• STATED GOAL: Copy the material below word for word, leaving out any images.

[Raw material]
━━━━━━━━━━

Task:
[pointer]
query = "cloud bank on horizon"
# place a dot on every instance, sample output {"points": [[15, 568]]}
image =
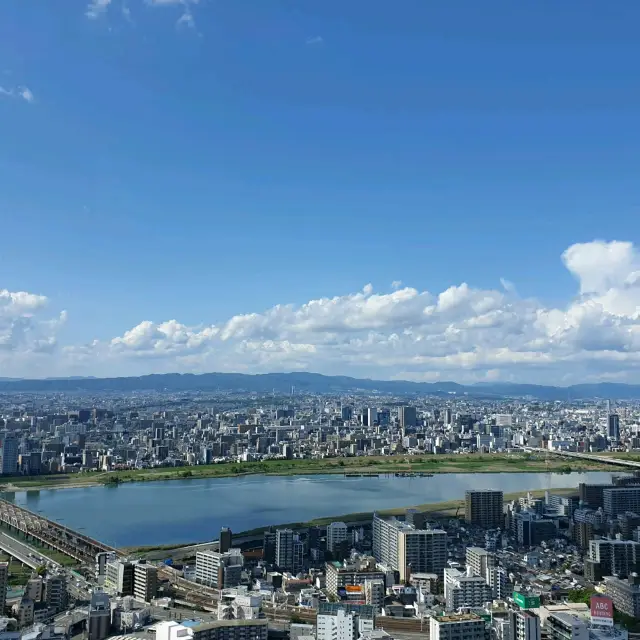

━━━━━━━━━━

• EXERCISE RESULT:
Task:
[pointer]
query = "cloud bank on horizon"
# place a dot on every instance, sample output {"points": [[15, 568]]}
image =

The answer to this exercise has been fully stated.